» **Task to complete**: Pull out each line below that contains the string "short", and copy those lines.

* Begin *

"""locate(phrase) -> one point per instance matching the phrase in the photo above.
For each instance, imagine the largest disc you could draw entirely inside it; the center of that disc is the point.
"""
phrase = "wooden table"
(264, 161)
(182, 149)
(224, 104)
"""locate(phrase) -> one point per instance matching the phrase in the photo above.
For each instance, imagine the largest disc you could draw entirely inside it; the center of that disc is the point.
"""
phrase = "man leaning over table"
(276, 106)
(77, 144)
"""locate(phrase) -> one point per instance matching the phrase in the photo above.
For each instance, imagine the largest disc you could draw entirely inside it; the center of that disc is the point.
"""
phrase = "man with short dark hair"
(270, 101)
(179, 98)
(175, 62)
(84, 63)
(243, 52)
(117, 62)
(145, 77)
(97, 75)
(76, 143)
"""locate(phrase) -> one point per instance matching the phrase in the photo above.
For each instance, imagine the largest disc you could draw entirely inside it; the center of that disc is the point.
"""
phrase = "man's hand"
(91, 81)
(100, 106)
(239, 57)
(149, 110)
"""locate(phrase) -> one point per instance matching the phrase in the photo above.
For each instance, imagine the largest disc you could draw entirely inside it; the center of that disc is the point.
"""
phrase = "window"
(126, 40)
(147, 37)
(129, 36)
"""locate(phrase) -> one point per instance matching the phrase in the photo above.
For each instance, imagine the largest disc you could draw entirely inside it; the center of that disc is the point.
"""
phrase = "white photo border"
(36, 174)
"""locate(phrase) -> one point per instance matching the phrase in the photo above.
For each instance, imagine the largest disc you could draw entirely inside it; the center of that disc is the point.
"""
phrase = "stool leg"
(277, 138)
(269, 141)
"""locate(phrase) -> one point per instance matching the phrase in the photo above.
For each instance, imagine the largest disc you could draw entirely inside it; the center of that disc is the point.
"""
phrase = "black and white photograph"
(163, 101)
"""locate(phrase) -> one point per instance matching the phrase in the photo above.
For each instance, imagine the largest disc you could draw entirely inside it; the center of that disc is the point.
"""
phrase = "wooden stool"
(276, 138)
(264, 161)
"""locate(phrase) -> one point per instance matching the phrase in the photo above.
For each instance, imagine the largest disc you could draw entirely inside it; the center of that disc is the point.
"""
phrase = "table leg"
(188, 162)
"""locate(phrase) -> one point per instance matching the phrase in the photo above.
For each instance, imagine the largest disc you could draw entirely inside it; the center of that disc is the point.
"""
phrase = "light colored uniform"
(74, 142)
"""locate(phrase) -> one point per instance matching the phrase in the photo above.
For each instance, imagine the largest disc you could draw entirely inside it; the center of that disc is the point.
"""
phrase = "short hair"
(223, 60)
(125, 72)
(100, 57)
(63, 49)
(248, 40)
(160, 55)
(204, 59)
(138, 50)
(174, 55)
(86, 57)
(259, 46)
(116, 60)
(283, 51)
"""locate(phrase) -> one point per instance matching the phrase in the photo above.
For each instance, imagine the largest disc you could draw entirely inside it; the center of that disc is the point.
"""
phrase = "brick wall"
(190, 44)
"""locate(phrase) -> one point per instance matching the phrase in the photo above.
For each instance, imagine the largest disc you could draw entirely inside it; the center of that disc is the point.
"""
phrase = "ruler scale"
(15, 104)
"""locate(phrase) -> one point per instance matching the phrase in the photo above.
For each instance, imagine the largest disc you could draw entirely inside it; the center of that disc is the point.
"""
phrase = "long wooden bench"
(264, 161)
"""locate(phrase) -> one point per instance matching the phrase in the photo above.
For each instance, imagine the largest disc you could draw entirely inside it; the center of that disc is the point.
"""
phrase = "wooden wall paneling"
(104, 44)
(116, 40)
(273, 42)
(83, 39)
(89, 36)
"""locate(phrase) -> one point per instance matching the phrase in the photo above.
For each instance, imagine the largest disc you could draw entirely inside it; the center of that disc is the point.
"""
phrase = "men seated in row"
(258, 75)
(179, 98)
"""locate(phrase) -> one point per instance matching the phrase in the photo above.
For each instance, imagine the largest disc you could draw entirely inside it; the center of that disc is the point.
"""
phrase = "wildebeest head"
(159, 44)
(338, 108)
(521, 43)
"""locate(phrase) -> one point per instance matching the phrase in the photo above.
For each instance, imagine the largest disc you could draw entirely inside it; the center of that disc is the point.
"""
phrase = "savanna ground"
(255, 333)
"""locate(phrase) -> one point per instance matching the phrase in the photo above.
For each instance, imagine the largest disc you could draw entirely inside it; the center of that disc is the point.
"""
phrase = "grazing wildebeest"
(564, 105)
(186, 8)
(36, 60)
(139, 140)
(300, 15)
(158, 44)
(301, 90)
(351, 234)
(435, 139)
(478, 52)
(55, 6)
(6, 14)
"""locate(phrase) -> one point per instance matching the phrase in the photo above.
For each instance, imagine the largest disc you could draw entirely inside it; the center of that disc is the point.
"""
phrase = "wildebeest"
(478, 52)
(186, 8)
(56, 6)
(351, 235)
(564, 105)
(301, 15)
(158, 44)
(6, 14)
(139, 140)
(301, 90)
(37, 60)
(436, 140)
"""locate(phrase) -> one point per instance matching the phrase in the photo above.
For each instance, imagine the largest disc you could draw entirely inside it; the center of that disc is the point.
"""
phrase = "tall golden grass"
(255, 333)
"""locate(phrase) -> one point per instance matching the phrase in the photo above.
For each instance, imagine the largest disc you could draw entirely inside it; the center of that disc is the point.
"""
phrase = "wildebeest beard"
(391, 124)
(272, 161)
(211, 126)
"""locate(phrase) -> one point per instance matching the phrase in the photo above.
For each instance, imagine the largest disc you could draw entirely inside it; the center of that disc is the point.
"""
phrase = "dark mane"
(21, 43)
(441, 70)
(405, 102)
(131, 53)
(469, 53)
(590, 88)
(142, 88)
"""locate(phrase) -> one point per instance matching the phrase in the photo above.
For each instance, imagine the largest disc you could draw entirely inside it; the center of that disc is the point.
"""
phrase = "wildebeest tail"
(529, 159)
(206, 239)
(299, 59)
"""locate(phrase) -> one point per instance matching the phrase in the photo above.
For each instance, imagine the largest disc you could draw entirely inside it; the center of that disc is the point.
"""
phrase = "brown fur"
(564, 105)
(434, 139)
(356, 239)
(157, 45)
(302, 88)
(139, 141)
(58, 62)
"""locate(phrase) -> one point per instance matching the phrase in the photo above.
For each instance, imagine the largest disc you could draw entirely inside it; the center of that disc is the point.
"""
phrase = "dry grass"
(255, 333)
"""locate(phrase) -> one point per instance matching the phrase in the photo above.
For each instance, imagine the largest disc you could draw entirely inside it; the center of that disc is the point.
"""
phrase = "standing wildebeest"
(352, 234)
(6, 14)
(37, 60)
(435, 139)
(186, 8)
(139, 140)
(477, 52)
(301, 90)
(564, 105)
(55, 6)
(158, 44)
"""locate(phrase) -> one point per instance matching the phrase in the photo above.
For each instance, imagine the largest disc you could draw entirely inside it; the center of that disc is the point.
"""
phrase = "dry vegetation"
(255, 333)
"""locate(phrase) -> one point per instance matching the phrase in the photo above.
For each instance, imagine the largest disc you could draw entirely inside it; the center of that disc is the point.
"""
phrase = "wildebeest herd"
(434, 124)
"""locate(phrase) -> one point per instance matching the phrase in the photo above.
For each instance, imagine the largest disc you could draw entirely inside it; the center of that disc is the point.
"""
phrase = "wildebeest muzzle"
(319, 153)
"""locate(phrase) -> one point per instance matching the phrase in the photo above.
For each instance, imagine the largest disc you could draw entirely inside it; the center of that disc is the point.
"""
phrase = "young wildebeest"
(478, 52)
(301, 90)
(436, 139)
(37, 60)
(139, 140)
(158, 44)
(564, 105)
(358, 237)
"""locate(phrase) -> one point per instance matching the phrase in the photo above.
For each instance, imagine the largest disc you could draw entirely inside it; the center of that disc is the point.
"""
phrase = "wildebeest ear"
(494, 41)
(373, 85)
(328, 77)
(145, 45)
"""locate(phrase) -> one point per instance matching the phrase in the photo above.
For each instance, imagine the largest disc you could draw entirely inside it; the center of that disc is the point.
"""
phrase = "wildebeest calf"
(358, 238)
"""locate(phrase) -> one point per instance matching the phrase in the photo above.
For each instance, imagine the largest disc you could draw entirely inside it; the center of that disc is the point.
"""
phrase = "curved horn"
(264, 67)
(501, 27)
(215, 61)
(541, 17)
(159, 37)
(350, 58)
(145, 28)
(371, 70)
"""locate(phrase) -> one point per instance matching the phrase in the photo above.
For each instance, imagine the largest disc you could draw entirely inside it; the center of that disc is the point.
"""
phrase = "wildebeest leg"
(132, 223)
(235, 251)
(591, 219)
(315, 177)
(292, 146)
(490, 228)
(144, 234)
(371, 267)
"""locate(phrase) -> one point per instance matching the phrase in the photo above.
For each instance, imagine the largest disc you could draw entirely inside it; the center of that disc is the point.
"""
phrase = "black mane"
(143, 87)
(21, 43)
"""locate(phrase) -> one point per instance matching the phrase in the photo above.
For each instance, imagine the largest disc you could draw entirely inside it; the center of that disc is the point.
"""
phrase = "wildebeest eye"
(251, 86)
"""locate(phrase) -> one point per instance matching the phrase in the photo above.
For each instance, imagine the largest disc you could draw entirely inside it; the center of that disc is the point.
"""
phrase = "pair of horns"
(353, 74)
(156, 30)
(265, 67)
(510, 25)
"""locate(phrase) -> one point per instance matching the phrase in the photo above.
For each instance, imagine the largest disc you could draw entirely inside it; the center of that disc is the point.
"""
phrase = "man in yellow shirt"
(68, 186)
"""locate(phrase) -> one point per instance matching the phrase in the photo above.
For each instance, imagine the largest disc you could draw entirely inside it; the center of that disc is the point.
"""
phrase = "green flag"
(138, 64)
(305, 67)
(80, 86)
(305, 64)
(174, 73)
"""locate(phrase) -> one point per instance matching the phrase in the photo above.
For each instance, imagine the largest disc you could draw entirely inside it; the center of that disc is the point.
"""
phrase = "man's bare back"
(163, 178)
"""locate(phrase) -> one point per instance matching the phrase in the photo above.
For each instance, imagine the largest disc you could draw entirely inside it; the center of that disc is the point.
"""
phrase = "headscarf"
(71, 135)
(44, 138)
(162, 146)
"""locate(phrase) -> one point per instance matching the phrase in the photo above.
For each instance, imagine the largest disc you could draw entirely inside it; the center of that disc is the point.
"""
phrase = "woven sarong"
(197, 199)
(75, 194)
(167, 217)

* End *

» **Complete answer**:
phrase = "man with short dark hair"
phrase = "short hair"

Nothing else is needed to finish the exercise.